YOUR OBJECTIVE:
Your task is to reproduce the material exactly.

DATA FOR THIS TASK:
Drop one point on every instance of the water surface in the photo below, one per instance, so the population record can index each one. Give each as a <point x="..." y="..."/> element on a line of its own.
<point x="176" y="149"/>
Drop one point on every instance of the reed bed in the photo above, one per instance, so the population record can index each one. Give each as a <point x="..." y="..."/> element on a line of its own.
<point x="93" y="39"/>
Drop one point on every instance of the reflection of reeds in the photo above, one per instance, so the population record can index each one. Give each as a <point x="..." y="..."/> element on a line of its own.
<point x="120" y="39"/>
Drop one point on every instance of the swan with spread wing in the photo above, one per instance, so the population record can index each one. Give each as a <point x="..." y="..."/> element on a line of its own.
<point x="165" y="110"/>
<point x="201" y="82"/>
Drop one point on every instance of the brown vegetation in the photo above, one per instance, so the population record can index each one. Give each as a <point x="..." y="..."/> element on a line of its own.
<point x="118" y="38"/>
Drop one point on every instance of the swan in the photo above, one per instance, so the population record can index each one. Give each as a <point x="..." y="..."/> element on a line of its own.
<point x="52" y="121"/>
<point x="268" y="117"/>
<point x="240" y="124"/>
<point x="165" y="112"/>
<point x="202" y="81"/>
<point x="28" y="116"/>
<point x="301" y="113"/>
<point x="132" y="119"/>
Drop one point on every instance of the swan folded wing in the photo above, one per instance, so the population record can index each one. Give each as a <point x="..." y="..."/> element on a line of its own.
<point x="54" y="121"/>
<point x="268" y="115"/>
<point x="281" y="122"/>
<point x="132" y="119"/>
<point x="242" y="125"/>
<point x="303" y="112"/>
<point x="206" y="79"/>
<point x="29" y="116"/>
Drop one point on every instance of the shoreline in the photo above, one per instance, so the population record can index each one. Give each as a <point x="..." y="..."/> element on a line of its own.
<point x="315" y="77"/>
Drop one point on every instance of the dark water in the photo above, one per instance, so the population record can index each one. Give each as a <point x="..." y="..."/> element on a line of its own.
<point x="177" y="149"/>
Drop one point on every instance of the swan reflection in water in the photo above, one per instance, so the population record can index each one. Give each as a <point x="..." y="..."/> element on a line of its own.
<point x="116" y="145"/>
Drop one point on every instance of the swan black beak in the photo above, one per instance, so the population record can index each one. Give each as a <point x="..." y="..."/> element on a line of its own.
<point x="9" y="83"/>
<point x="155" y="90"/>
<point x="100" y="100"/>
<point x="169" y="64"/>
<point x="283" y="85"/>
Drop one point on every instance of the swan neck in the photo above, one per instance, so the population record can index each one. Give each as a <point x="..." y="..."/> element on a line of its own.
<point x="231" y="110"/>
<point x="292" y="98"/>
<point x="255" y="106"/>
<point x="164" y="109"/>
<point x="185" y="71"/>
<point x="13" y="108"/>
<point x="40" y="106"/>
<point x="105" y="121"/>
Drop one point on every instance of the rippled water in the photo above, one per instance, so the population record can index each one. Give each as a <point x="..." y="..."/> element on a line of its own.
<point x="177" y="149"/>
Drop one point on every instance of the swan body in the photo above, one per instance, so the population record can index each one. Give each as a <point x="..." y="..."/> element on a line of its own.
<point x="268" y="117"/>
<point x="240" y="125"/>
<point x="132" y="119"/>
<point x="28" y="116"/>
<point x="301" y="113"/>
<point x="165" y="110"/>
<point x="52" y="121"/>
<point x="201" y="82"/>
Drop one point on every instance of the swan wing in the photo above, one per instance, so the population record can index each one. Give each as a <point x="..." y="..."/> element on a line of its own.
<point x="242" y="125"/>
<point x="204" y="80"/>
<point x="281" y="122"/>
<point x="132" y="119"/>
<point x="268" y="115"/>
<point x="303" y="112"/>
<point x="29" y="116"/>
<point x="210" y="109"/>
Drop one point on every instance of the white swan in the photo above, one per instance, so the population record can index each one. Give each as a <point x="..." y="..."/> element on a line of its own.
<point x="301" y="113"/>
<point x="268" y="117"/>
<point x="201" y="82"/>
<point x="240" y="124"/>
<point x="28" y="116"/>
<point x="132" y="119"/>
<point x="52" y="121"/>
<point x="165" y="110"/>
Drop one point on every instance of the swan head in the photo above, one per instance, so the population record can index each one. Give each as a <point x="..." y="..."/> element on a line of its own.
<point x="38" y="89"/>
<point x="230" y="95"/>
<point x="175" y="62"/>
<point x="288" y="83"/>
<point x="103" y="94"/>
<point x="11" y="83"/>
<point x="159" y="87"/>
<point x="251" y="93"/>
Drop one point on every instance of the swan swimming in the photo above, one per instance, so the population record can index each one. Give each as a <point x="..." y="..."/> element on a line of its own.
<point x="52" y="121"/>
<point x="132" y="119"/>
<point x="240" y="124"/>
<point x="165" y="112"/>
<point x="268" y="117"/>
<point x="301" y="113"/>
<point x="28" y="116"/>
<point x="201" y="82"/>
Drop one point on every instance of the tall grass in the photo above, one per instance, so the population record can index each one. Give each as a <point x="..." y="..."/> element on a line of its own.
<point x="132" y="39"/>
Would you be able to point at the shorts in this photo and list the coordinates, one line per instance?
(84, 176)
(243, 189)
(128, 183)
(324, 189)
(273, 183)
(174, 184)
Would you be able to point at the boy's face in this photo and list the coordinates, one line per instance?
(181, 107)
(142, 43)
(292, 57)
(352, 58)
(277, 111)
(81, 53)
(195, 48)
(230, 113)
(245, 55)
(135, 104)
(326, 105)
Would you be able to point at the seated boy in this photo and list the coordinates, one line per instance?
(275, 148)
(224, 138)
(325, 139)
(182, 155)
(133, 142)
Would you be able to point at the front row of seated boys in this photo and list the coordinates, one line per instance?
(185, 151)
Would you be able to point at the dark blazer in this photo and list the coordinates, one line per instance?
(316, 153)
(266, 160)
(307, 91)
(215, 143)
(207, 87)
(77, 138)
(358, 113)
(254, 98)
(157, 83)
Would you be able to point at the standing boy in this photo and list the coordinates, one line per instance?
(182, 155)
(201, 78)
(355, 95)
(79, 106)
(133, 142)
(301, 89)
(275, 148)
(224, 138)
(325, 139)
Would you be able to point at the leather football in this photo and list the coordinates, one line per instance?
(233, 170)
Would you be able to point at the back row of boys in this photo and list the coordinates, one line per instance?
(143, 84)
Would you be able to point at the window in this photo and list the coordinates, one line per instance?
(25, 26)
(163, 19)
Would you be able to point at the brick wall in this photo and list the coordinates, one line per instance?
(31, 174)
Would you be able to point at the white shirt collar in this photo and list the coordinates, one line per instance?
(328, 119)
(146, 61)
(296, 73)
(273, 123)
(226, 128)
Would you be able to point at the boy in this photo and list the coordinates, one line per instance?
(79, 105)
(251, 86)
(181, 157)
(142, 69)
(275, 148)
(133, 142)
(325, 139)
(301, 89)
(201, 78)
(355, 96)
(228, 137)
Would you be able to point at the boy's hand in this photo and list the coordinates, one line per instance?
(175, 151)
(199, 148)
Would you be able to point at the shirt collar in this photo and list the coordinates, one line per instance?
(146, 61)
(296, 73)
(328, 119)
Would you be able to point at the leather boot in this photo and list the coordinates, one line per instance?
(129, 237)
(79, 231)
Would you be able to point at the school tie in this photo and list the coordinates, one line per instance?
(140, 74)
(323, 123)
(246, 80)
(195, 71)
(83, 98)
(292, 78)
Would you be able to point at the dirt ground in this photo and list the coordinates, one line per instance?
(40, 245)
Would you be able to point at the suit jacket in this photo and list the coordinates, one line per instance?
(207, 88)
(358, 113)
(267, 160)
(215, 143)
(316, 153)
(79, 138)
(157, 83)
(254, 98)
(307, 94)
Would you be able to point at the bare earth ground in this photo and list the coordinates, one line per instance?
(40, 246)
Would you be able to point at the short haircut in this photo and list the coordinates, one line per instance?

RESULT OF THIS TASK:
Drop one point on every instance of the water surface in the photo below, one per instance, so the population record can index each one. Give each as a <point x="..." y="..."/> element on a line of its own.
<point x="176" y="149"/>
Drop one point on every instance of the reed bed in the photo above, one per instance, so the population record can index each one. Give each as a <point x="..." y="..."/> element on a line of its own.
<point x="93" y="39"/>
Drop one point on every instance of the reflection of reeds in the photo above, one per instance, so the population record can index each one. Give each as a <point x="..." y="..."/> element on a line of its own.
<point x="120" y="39"/>
Drop one point on every instance of the swan with spread wing in the photo above, one per instance, so the population record can index each one. Give each as a <point x="..." y="..."/> element on a line of its own.
<point x="165" y="110"/>
<point x="201" y="82"/>
Drop one point on every instance of the brown vegetation in the photo above, one per instance, so the population record can index each one. Give each as a <point x="..." y="..."/> element on a line of its own.
<point x="118" y="38"/>
Drop one point on every instance of the swan in the photo above, one per instance, so the population record can index each one. Give each as a <point x="..." y="..."/> element on a line of its own.
<point x="52" y="121"/>
<point x="268" y="117"/>
<point x="240" y="124"/>
<point x="165" y="112"/>
<point x="202" y="81"/>
<point x="28" y="116"/>
<point x="301" y="113"/>
<point x="132" y="119"/>
Drop one point on every instance of the swan folded wing in the photo above, one per instance, so the population record can index each one. Give each as a <point x="..." y="..."/> element on a line of its own.
<point x="54" y="121"/>
<point x="268" y="115"/>
<point x="281" y="122"/>
<point x="132" y="119"/>
<point x="242" y="125"/>
<point x="303" y="112"/>
<point x="206" y="79"/>
<point x="29" y="116"/>
Drop one point on every instance of the shoreline in the photo above, one per instance, so the population record can index each one. Give each as a <point x="..." y="..."/> element on a line of its own.
<point x="315" y="77"/>
Drop one point on every instance of the dark water in the photo above, one per instance, so the population record can index each one. Give each as a <point x="..." y="..."/> element on a line of its own.
<point x="177" y="149"/>
Drop one point on every instance of the swan reflection in water in the photo above, one per instance, so the population record can index each one. Give each as a <point x="..." y="..."/> element on a line of its own.
<point x="116" y="145"/>
Drop one point on every instance of the swan black beak in the photo above, one per instance, so the population record can index each one. Give each as a <point x="..." y="..."/> element on a line of its own.
<point x="9" y="83"/>
<point x="155" y="90"/>
<point x="100" y="100"/>
<point x="169" y="64"/>
<point x="283" y="85"/>
Drop one point on every instance of the swan neck in the photo above, one per instance, so the population record can index each one. Give each as a <point x="..." y="..."/> element on a line of its own.
<point x="231" y="110"/>
<point x="292" y="98"/>
<point x="255" y="106"/>
<point x="164" y="109"/>
<point x="185" y="71"/>
<point x="13" y="108"/>
<point x="40" y="106"/>
<point x="105" y="121"/>
Drop one point on every instance of the rippled water in the photo above, one per instance, so the population record can index each one. Give each as a <point x="..." y="..."/> element on a line of its own.
<point x="177" y="149"/>
Drop one point on every instance of the swan body in the photo above, one per instance, so the population record can index each one. Give each as a <point x="..." y="..."/> element on a line of its own.
<point x="268" y="117"/>
<point x="240" y="125"/>
<point x="132" y="119"/>
<point x="28" y="116"/>
<point x="301" y="113"/>
<point x="165" y="110"/>
<point x="52" y="121"/>
<point x="201" y="82"/>
Drop one point on every instance of the swan wing in the photo above, one per instance, so the population record can index each one. Give each as a <point x="..." y="..."/> element on a line of its own.
<point x="242" y="125"/>
<point x="204" y="80"/>
<point x="281" y="122"/>
<point x="132" y="119"/>
<point x="268" y="115"/>
<point x="303" y="112"/>
<point x="29" y="116"/>
<point x="210" y="109"/>
Drop one point on every instance of the white swan in the photo above, one per instance, so the population record can index each one. Give each as a <point x="..." y="..."/> element on a line of its own.
<point x="301" y="113"/>
<point x="268" y="117"/>
<point x="201" y="82"/>
<point x="240" y="124"/>
<point x="28" y="116"/>
<point x="132" y="119"/>
<point x="52" y="121"/>
<point x="165" y="110"/>
Drop one point on every instance of the swan head in the photo above, one per instance, so the population record can index each one. Give each as a <point x="..." y="..."/> element on a line of its own.
<point x="38" y="89"/>
<point x="230" y="95"/>
<point x="175" y="62"/>
<point x="288" y="83"/>
<point x="103" y="94"/>
<point x="11" y="83"/>
<point x="159" y="87"/>
<point x="251" y="93"/>
Drop one point on every instance of the swan swimming in the photo above, one per instance, so the population record can index each one. Give each as a <point x="..." y="..."/> element on a line of its own.
<point x="52" y="121"/>
<point x="132" y="119"/>
<point x="240" y="124"/>
<point x="165" y="112"/>
<point x="268" y="117"/>
<point x="301" y="113"/>
<point x="28" y="116"/>
<point x="201" y="82"/>
Drop one point on every instance of the tall grass in the photo above, one per instance, so the population record can index each one. Give each as a <point x="..." y="..."/> element on a line of its own.
<point x="132" y="39"/>
Would you be able to point at the shorts in this photo and list the coordinates, one line per instance?
(84, 176)
(243, 189)
(128, 183)
(324, 189)
(273, 183)
(174, 184)
Would you be able to point at the boy's face in this photo and list the coordinates, one line per instance?
(181, 107)
(142, 43)
(292, 57)
(352, 58)
(277, 111)
(81, 53)
(195, 48)
(230, 113)
(245, 55)
(135, 104)
(326, 105)
Would you be able to point at the seated boy in this photo and list the coordinates, one line per instance?
(275, 148)
(224, 138)
(325, 139)
(182, 155)
(133, 142)
Would you be able to point at the front row of seated boys in this photo and list the coordinates, one line per instance?
(185, 151)
Would you be able to point at the dark blazer in this photo and list the coordinates, one line per instance?
(316, 153)
(266, 160)
(307, 91)
(215, 143)
(207, 87)
(77, 138)
(358, 113)
(254, 98)
(157, 83)
Would you be able to point at the standing boy in this photo and list the coordinates, one line per instance?
(182, 155)
(201, 78)
(355, 95)
(79, 106)
(133, 142)
(301, 89)
(275, 148)
(224, 138)
(325, 139)
Would you be able to point at the leather football in this photo and list the coordinates, one line per instance?
(233, 170)
Would you be able to point at the back row of boys in this photo and list the coordinates, one line per instance?
(143, 84)
Would you be able to point at the window in this photo and list the coordinates, one line per instance?
(25, 26)
(163, 19)
Would you be able to point at the brick wall in this photo and list the coordinates, one line per instance?
(31, 174)
Would you be able to point at the white shirt collar in this photo and list the coordinates, one line per instance?
(328, 119)
(146, 61)
(296, 73)
(273, 123)
(226, 128)
Would you be able to point at the boy in this photo and list the coordinates, one line per instance?
(79, 105)
(251, 86)
(181, 157)
(142, 69)
(275, 148)
(133, 142)
(325, 139)
(301, 89)
(201, 78)
(355, 96)
(228, 137)
Would you be able to point at the boy's hand in this photo and list the coordinates, one line per instance?
(175, 151)
(199, 148)
Would you be able to point at the shirt collar in this photo and list the coordinates, one line per instance?
(146, 61)
(296, 73)
(328, 119)
Would you be able to point at the leather boot in this photo and list the coordinates, one line per instance?
(129, 237)
(79, 231)
Would you be able to point at the school tie in this photo and list the coordinates, one line per instance?
(140, 74)
(323, 123)
(246, 80)
(195, 71)
(83, 98)
(292, 78)
Would you be able to point at the dirt ground in this photo and list the coordinates, one line per instance?
(40, 245)
Would you be able to point at the suit jacket in this photo and list the coordinates, one line per instance?
(207, 88)
(358, 113)
(267, 160)
(215, 143)
(316, 153)
(79, 138)
(157, 83)
(254, 98)
(307, 94)
Would you be able to point at the bare earth ground in this photo and list the coordinates, one line per instance?
(40, 246)
Would you be able to point at the short haircut in this photo and list the coordinates, one line per instance?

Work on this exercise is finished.